In this embodiment, the heat-exchanger coils 8-1, 8-2, 8-3, 8-4, 8-5 communicated to the load system X and the heat-exchanger coils communicated to the load system Y may have either different or identical coil lengths or coil diameters respectively, and the coil length and coil diameter are decided according to calorie required in each of the load systems X and Y.
Fig. 15 and Fig. 16 each show a ninth embodiment of the present invention, and in this embodiment, two sets of the heat-exchanger coil assembly according to the sixth embodiment shown in Fig, 9 are combined to respond to two load systems X and Y simultaneously. In this embodiment, there are provided the first and second inlet tubes 3-1, 3-2 and first and second outlet tubes 5-1, 5-2, and end sections of the first inlet headers 2-1, 2-2 and second inlet headers 2-3, 2-4 in the first and second inlet tubes 3-1, 3-2 and end sections of the first outlet headers 4-1, 4-2 and second outlet headers 4-3, 4-4 are linked to each other and closed with the linking plates 11, 12 respectively.
Also in this embodiment, like in the eighth embodiment, a coil length and a coil diameter of each of the heat-exchanger coils 8-1, 8-2, 8-3, 8-4 and 8-5 communicated to the load system X may be either equal to or different from those of each of the heat-exchanger coils 8-6, 8-7, 8-8, 8-9, 8-10 communicated to the load system Y, and the factors are decided according to a calorie required in the load system X or Y.

########

Work to do: From the passage on heat-exchanger coil assemblies, list the reference numbers of the heat-exchanger coils communicated to load system Y.

Dataset:
########

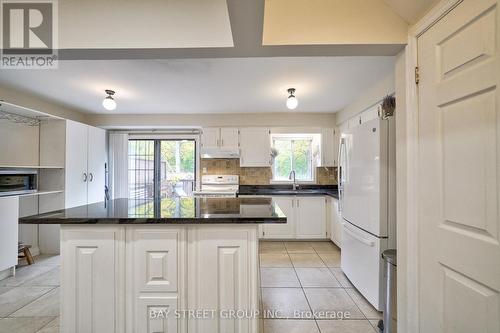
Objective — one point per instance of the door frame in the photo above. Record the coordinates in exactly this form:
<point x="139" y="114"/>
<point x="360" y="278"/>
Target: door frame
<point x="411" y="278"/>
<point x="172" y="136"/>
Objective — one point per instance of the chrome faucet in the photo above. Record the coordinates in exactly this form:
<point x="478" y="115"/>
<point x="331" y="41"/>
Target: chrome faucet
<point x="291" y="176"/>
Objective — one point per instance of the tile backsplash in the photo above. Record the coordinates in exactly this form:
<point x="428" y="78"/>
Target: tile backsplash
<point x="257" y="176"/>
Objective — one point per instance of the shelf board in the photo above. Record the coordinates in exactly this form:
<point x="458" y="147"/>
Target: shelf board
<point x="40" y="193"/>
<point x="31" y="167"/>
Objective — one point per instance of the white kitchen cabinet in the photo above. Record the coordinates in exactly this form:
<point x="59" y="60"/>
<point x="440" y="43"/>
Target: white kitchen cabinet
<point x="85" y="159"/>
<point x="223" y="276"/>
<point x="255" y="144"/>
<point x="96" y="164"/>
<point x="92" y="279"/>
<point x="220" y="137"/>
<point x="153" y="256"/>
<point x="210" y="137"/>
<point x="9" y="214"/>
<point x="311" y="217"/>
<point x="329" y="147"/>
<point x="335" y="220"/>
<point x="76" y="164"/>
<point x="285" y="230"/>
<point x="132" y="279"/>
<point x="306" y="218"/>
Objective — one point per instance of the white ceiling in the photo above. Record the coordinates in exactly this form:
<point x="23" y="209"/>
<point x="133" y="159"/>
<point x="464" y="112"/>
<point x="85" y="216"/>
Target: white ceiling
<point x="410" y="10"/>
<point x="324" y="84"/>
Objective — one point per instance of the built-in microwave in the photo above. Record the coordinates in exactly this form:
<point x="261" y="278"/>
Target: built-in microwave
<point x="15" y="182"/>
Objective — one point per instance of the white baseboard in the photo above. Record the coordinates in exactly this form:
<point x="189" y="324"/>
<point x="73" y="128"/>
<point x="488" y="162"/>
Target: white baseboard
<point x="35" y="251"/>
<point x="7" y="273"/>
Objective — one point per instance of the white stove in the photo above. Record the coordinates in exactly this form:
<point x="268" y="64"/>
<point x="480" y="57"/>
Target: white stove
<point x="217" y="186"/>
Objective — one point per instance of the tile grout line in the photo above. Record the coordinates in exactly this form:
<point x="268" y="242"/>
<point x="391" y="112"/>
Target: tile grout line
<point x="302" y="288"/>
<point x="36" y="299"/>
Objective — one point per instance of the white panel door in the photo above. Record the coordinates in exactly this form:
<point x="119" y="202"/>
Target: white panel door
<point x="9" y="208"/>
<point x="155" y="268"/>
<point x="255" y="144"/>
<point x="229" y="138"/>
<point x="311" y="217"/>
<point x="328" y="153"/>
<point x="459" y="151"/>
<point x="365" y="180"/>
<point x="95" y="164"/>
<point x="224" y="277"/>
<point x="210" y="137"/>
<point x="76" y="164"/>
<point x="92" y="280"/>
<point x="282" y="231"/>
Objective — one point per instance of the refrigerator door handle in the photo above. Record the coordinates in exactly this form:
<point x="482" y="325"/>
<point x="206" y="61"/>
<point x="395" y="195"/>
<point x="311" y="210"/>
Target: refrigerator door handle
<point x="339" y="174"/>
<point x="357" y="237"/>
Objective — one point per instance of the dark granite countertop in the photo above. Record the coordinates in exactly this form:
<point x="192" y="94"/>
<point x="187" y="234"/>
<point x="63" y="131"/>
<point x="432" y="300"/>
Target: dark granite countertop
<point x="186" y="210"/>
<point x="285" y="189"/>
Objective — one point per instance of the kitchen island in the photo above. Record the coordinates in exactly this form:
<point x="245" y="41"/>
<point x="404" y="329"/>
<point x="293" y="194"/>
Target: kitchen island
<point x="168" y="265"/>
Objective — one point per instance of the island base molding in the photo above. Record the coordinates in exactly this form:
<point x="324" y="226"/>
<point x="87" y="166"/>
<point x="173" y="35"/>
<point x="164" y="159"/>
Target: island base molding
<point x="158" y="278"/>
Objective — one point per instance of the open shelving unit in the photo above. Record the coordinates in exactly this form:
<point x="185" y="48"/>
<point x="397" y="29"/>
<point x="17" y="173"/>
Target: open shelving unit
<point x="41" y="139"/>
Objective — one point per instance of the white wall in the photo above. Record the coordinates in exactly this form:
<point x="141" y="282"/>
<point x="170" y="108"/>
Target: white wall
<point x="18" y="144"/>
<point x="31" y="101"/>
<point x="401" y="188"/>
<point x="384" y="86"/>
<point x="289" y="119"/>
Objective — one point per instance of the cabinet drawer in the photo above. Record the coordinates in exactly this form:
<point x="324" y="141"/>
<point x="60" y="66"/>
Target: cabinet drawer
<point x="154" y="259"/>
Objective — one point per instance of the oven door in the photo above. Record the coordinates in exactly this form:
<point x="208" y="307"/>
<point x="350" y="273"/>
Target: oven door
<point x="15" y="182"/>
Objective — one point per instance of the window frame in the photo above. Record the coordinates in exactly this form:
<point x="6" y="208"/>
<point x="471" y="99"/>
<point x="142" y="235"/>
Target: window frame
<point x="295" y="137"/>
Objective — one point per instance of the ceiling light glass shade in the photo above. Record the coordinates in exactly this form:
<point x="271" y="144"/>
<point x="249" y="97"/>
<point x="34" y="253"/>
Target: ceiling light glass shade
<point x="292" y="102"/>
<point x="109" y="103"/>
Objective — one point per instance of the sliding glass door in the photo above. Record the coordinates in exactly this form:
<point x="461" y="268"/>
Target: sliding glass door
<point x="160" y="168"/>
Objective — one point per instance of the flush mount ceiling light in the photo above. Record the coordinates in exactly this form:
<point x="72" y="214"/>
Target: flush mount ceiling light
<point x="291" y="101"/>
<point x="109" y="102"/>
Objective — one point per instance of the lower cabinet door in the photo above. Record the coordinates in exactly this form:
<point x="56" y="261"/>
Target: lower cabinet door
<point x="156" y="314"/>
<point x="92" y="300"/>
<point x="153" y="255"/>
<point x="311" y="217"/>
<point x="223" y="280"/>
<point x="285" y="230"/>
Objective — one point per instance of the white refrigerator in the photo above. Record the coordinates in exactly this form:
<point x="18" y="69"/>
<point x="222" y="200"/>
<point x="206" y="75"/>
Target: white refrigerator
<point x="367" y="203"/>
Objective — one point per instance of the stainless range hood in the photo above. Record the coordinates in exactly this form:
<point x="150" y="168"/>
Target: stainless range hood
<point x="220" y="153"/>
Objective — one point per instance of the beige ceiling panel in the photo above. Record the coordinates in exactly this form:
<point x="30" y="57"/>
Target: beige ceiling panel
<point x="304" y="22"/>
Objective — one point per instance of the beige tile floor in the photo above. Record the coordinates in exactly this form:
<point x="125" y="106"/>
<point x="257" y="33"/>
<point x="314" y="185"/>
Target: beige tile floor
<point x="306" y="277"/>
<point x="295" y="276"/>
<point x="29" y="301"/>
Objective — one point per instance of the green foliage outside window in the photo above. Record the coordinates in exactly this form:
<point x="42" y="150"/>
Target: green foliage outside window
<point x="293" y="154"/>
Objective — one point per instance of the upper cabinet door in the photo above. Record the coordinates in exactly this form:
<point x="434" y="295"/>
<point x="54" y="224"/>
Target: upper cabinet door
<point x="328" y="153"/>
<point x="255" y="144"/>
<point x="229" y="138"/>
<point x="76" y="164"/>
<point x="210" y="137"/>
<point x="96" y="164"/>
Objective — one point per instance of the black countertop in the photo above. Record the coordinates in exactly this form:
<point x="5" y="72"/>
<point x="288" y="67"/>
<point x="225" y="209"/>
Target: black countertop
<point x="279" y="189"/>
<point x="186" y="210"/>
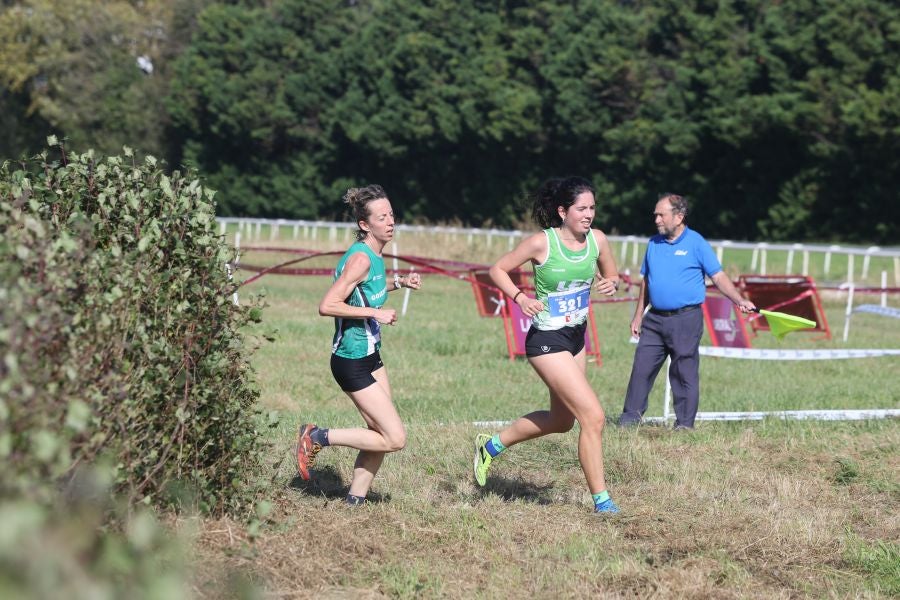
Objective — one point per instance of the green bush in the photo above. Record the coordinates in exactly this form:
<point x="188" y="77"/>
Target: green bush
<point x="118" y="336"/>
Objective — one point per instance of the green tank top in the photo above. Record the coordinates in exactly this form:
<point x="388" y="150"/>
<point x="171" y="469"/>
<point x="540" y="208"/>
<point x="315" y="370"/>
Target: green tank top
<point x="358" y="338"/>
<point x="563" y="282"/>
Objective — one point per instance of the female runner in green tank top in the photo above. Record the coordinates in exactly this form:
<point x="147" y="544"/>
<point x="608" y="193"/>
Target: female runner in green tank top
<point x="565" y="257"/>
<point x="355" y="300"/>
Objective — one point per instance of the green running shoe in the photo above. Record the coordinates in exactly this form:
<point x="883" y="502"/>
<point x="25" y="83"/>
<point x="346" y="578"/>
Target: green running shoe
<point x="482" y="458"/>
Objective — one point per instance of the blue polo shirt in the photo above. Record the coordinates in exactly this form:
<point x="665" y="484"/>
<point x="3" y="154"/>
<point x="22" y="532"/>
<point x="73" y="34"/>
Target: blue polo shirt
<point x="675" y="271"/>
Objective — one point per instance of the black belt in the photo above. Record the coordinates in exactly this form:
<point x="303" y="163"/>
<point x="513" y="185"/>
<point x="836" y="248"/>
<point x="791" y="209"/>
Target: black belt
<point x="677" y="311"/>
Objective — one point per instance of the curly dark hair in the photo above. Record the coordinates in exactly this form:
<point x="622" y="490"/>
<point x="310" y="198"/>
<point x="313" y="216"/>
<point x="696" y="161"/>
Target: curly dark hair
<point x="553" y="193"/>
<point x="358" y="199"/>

########

Task output: 8-6, 8-7, 8-8, 8-9, 8-10